Exercices:
**a.** Répondez aux questions suivantes d'après l'article sur « Mercenaries 2 » :
(i) Où se déroulait le premier épisode du jeu ?
(ii) Sur quelles plateformes le jeu doit-il sortir ?
(iii) Quelle somme le fonds Elevation Partners a-t-il investie dans les studios Pandemic ?
**b.** Réécrivez tout le passage de l'article sur « Mercenaries 2 » allant de « L’an dernier le » jusqu'à « généreuses en Afrique. », en y remplaçant « lettre ouverte » par « tribune ».

+++ Texte à lire +++

Derrière le joystick, la manipulation
Paranoïa ou véritable manipulation ? Polémique au Venezuela autour du jeu vidéo « Mercenaries 2 ».
lundi 7 mai 2007
DR
« Au Venezuela, un tyran assoiffé de pouvoir fait obstacle à l’approvisionnement en pétrole, entraînant une invasion qui transforme le pays en zone de guerre. » Non, ce n’est pas le début d’un pamphlet d’anticipation de l’opposition à Hugo Chávez. Ni un document secret de la CIA sur la politique pétrolière du président vénézuélien mais l’argument du jeu vidéo Mercenaries 2, World in Flames - le premier épisode se déroulait en Corée du Nord - qui sortira à la fin de l’année sur PC, Xbox 360, PlayStation 2 et 3. Une présentation qui fait grincer des dents en terre « bolivarienne ».
L’an dernier le député « chaviste » Ismael García considérait que « le gouvernement des Etats-Unis sait comment préparer des campagnes de terreur psychologique pour préparer l’opinion publique. » Et ce printemps, c’est Bono, le leader de U2, qui est pris à partie et appelé à la rescousse pour empêcher la sortie du jeu. Pourquoi le gentil Bono ? Car c’est l’un des dirigeants du fonds Elevation Partners qui a investi 300 millions de dollars dans les studios Pandemic à l’origine du jeu. « Nous nous préoccupons énormément du fait que ce jeu ne peut qu’inévitablement accroître les tensions déjà existantes entre les Etats Unis et le Venezuela. Pandemic Studios a fabriqué un jeu d’entraînement similaire pour l’armée américaine » s’émeuvent des leaders religieux américains dans une lettre ouverte au défenseur des causes généreuses en Afrique.

+++ Documents sources +++

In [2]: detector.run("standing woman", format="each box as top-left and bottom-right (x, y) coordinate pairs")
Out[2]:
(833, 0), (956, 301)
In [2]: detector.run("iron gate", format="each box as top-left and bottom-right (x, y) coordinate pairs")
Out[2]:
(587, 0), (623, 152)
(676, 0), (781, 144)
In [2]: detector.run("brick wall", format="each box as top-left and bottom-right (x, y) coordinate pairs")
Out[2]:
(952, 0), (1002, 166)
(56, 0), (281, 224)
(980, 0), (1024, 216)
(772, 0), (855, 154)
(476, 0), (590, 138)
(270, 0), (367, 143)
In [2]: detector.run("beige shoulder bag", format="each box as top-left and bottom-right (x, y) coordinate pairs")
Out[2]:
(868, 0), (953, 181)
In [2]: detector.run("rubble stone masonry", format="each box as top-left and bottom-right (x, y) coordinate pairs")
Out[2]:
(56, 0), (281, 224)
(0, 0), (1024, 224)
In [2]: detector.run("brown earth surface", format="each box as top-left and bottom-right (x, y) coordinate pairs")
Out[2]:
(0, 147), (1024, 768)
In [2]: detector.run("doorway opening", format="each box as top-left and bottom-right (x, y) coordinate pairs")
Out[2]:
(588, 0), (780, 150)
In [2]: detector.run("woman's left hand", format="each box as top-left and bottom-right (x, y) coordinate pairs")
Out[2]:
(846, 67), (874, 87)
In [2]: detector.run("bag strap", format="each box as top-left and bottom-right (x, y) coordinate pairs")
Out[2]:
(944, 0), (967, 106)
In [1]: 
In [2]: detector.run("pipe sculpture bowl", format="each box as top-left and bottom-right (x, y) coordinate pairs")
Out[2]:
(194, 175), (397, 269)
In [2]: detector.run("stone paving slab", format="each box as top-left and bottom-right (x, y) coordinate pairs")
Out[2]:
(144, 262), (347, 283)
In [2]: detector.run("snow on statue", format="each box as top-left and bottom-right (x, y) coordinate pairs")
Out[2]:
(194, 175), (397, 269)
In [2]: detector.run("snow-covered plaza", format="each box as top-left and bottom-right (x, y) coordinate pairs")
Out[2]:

+++

Réponses attendues:
**a.**
(i) En Corée du Nord.
(ii) Sur PC, Xbox 360, PlayStation 2 et 3.
(iii) 300 millions de dollars.

**b.**
L’an dernier le député « chaviste » Ismael García considérait que « le gouvernement des Etats-Unis sait comment préparer des campagnes de terreur psychologique pour préparer l’opinion publique. » Et ce printemps, c’est Bono, le leader de U2, qui est pris à partie et appelé à la rescousse pour empêcher la sortie du jeu. Pourquoi le gentil Bono ? Car c’est l’un des dirigeants du fonds Elevation Partners qui a investi 300 millions de dollars dans les studios Pandemic à l’origine du jeu. « Nous nous préoccupons énormément du fait que ce jeu ne peut qu’inévitablement accroître les tensions déjà existantes entre les Etats Unis et le Venezuela. Pandemic Studios a fabriqué un jeu d’entraînement similaire pour l’armée américaine » s’émeuvent des leaders religieux américains dans une tribune au défenseur des causes généreuses en Afrique.